═══ Excerto do texto

II. Tendo a Relação rectificado o acórdão original no sentido de passar a constar “ilegitimidade ativa” onde antes constava “ilegitimidade passiva”, não tem sentido o recorrente, com base em alegado “erro na formulação da decisão”, requerer que o Supremo proceda à revogação do acórdão recorrido e profira novo acórdão onde seja decidida a verificação da existência de ilegitimidade activa;
III. À face do CPC de 2013, e mercê da eliminação do incidente de aclaração das decisões (outrora previsto no CPC de 2008) não tem a Relação de se pronunciar sobre qualquer pedido de esclarecimento do acórdão formulado nas alegações de recurso de revista, no sentido de saber se a intervenção das interessadas do inventário, que não são herdeiras, se revela ou não necessária para assegurar a legitimidade activa dos autores de uma acção de prestação de contas;
IV. Também não cabe ao Supremo “esclarecer” o recorrente sobre essa matéria, se ela não foi suscitada antes como questão decidenda.
*
O réu foi citado para os termos da presente acção.
Posteriormente o Tribunal da 1ª instância determinou a realização de perícia por um dos Técnicos Oficiais de Contas indicados pela respetiva câmara, de forma a apreciar as contas apresentadas pelo autor a fls. 43 a 64 dos autos.
Nomeado perito, o mesmo apresentou nos autos os relatórios periciais que constam de fls. 1033 a 1099 e de fls. 2100 a 2130 do processo, os quais foram objeto de contraditório por parte das partes.
Seguidamente foi proferida sentença com o seguinte dispositivo:
“Pelo exposto, e julgando que as contas do autor não foram validamente prestadas, recusa-se a aprovação das mesmas, antes se considerando que os valores de despesa e receita efectiva para os anos de 1997, 1998, 1999 e 2000 e respectivos saldos, na herança de CC e de DD, são os que constam do relatório pericial para o qual se remete, designadamente do quadro de fls. 2127 - sob a epígrafe Resumo da Prestação de Contas, Após as Correções introduzidas-, no qual se apura um saldo acumulado em favor das heranças de 87.104,38€.”

══════
═══ Registos

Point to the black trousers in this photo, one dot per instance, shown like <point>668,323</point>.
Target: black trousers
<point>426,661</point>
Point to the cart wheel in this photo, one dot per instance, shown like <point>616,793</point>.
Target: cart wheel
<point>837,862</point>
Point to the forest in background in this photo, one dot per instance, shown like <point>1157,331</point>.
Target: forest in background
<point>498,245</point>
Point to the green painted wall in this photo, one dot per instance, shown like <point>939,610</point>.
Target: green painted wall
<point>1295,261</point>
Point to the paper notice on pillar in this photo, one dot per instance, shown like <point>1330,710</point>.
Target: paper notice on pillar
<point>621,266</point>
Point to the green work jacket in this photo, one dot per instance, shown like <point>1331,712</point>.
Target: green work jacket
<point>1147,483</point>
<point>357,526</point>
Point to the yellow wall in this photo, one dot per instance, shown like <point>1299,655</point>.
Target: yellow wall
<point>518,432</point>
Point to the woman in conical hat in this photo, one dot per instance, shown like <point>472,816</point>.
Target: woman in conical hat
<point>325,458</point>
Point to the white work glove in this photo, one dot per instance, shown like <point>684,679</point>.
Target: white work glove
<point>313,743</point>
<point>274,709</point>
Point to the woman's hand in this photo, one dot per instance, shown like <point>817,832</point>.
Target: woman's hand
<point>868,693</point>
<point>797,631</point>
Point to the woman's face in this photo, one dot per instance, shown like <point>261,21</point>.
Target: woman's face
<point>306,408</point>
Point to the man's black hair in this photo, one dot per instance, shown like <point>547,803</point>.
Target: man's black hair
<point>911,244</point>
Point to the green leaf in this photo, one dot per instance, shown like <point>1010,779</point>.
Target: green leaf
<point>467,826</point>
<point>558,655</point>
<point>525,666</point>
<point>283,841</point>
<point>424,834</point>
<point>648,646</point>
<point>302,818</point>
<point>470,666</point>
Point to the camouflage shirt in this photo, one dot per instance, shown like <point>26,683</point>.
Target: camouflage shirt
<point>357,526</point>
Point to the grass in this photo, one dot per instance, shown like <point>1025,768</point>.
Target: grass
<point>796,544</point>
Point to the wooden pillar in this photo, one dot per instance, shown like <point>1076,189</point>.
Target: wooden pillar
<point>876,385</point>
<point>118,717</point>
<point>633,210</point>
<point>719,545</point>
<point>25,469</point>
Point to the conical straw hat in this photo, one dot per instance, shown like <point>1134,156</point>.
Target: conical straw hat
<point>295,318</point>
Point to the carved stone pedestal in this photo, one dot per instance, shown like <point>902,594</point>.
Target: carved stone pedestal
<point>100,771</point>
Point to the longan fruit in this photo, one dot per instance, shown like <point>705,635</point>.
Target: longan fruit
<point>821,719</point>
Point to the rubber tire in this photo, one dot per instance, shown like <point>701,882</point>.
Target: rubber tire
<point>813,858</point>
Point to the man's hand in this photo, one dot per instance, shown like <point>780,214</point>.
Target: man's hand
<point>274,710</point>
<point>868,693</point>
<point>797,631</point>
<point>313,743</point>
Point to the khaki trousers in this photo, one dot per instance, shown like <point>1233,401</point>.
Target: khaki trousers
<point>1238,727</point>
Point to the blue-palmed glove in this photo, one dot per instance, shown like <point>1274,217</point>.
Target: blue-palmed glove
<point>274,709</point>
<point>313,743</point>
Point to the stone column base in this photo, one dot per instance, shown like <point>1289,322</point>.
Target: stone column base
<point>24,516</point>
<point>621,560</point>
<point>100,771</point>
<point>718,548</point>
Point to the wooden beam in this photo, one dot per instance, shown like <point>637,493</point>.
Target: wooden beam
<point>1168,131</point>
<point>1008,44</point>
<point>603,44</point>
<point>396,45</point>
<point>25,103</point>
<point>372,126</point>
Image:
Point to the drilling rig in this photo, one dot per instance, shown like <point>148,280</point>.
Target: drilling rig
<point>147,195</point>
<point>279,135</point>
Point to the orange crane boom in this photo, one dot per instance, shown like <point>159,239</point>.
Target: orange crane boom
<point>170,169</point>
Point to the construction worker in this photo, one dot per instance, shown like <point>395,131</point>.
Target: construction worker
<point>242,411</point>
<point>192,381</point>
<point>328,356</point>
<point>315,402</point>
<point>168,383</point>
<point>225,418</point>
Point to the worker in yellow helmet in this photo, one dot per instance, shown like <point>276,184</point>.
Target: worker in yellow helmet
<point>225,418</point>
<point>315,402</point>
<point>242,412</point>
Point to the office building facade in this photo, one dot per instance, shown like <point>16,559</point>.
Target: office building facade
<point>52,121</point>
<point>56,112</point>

══════

- _Conjunto de tarefas_
A) Segundo o excerto do acórdão, qual é o saldo acumulado apurado em favor das heranças?
B) Copie do excerto do acórdão, sem qualquer alteração, o trecho que vai de "Posteriormente o Tribunal" a "parte das partes.".
C) De acordo com o excerto do acórdão, por que razão não tem a Relação de se pronunciar sobre o pedido de esclarecimento do acórdão formulado nas alegações do recurso de revista?
Os registos constituem material à parte, sem ligação ao excerto do acórdão.

- _Resultados das tarefas_
A) O saldo acumulado em favor das heranças é de 87.104,38€.

B)
Posteriormente o Tribunal da 1ª instância determinou a realização de perícia por um dos Técnicos Oficiais de Contas indicados pela respetiva câmara, de forma a apreciar as contas apresentadas pelo autor a fls. 43 a 64 dos autos.
Nomeado perito, o mesmo apresentou nos autos os relatórios periciais que constam de fls. 1033 a 1099 e de fls. 2100 a 2130 do processo, os quais foram objeto de contraditório por parte das partes.

C) À face do CPC de 2013, foi eliminado o incidente de aclaração das decisões, que estava previsto no CPC de 2008. Por isso, a Relação não tem de se pronunciar sobre esse pedido de esclarecimento.